AIM OF THE TASK:
The required result is the exact run of lines beginning at the one containing "the chair armrest" and ending at the last line of the entries.

** BEGIN **

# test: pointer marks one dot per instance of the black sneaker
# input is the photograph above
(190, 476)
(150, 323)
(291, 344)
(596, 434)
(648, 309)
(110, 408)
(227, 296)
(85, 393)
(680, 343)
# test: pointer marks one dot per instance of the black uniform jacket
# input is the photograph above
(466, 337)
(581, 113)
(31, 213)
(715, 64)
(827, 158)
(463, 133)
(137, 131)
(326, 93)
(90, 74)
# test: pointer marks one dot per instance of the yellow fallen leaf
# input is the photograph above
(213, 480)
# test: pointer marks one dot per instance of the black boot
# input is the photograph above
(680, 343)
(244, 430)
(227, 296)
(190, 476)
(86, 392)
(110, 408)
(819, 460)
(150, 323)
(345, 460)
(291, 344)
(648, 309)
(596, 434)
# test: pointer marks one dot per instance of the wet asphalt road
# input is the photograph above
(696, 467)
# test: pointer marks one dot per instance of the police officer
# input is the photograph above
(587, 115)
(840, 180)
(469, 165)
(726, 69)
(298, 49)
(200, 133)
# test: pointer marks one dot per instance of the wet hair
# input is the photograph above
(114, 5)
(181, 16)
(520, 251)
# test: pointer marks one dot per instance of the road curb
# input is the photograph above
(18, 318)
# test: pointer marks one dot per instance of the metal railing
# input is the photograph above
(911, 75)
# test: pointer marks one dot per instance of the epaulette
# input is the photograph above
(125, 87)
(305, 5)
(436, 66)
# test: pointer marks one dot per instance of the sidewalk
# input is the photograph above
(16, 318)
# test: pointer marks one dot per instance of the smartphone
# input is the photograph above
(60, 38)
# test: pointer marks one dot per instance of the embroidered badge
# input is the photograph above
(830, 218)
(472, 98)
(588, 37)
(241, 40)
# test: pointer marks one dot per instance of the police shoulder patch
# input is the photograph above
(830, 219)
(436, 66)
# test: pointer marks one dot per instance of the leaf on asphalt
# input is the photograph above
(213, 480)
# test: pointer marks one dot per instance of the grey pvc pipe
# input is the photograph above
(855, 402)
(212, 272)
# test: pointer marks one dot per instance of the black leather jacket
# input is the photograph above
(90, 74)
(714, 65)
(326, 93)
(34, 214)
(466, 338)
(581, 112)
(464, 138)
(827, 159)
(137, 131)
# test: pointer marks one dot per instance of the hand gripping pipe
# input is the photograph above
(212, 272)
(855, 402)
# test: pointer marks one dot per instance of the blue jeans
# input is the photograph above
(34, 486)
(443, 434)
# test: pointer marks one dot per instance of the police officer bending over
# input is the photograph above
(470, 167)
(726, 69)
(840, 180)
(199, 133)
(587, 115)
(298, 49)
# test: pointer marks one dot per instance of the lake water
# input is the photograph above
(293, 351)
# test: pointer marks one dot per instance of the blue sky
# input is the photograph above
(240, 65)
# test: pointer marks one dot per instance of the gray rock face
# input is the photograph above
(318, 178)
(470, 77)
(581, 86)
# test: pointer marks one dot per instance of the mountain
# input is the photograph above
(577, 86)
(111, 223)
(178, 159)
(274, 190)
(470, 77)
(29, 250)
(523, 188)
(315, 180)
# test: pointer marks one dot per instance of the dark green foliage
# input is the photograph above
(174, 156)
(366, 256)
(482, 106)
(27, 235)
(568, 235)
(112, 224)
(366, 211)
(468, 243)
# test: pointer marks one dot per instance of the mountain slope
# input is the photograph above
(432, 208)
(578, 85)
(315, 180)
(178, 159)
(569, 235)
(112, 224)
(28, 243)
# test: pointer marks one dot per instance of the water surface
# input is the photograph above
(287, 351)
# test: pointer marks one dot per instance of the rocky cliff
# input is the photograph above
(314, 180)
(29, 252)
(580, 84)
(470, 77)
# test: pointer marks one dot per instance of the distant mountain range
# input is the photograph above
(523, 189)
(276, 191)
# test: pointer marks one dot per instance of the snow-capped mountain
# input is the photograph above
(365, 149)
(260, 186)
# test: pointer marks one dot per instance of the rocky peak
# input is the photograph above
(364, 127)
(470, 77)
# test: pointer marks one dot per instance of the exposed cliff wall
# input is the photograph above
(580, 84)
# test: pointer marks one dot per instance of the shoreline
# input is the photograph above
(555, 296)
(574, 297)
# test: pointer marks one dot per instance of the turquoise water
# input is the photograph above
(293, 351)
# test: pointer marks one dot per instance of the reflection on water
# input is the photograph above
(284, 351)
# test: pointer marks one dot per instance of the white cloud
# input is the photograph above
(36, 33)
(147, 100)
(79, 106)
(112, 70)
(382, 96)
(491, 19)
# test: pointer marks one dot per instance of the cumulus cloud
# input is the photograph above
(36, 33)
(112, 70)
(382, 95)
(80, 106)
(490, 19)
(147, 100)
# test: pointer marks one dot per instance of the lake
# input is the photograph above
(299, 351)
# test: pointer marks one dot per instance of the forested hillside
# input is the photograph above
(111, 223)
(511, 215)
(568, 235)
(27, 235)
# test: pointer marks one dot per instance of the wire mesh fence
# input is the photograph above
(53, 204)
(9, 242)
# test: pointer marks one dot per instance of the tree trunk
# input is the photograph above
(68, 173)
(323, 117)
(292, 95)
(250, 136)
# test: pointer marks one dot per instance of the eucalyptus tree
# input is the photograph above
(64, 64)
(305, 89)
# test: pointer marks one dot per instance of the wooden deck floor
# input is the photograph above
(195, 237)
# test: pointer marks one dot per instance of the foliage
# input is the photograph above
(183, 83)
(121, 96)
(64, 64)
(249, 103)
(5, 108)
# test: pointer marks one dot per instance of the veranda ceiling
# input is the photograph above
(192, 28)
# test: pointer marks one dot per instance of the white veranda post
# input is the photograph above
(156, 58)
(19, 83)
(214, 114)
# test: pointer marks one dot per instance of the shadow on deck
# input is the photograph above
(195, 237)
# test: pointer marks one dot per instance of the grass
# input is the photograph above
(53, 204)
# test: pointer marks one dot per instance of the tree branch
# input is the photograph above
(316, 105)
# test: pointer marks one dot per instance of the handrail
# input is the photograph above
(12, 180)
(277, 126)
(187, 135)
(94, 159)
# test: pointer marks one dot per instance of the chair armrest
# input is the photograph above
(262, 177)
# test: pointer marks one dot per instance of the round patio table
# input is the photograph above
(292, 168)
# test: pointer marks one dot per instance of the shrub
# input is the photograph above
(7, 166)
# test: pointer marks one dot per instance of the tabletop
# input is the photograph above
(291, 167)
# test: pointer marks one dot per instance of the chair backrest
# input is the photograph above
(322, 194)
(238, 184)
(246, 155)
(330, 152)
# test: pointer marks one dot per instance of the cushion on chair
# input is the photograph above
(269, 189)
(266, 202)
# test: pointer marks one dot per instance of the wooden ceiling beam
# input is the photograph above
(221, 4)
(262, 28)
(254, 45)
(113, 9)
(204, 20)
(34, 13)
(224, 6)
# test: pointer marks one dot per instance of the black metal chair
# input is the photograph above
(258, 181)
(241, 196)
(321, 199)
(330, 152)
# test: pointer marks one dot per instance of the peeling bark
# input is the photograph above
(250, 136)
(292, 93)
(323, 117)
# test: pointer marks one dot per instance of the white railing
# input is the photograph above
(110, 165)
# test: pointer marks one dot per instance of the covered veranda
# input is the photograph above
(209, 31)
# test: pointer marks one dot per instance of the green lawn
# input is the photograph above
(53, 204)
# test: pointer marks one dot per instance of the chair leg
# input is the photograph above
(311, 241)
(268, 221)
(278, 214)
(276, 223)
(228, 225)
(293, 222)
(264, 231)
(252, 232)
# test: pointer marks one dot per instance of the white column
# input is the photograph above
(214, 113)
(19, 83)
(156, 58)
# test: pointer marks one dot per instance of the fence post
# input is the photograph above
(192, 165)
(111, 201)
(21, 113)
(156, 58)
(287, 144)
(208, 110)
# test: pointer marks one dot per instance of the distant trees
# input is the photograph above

** END **

RESPONSE TO THE TASK:
# test: pointer marks one dot per instance of the chair armrest
# input is the photograph above
(262, 177)
# test: pointer marks one dot per instance of the round patio table
# input is the photograph above
(292, 168)
# test: pointer marks one dot per instance of the shrub
# input is the photograph above
(7, 166)
# test: pointer marks one dot per instance of the tabletop
# input is the photograph above
(291, 167)
# test: pointer marks one dot per instance of the chair backrest
# input is the photograph above
(322, 194)
(238, 184)
(246, 155)
(330, 152)
# test: pointer marks one dot per instance of the cushion on chair
# input is the photograph above
(269, 189)
(266, 202)
# test: pointer marks one dot per instance of the wooden ceiling beam
# input is the photograph above
(221, 4)
(262, 28)
(254, 45)
(113, 9)
(204, 20)
(34, 13)
(224, 6)
# test: pointer marks one dot per instance of the black metal chair
# input is the photograph above
(258, 181)
(241, 196)
(321, 199)
(330, 152)
# test: pointer marks one dot per instance of the peeling bark
# input is the photograph above
(250, 136)
(292, 93)
(323, 117)
# test: pointer marks one dot per instance of the white railing
# input is the photograph above
(110, 165)
# test: pointer marks one dot per instance of the covered veranda
# input is the photograph above
(209, 31)
# test: pointer marks one dot per instance of the green lawn
# input is the photograph above
(53, 204)
# test: pointer marks one dot per instance of the chair leg
# input is the photograph above
(311, 241)
(268, 221)
(278, 214)
(276, 223)
(228, 225)
(293, 222)
(264, 231)
(252, 232)
# test: pointer marks one dot per instance of the white column
# input is the photograph above
(214, 113)
(19, 83)
(156, 58)
# test: pointer marks one dot per instance of the fence post
# input is the photograph above
(192, 165)
(111, 201)
(21, 113)
(156, 58)
(287, 144)
(208, 110)
# test: pointer marks one dot per instance of the distant trees
# input is the photograph above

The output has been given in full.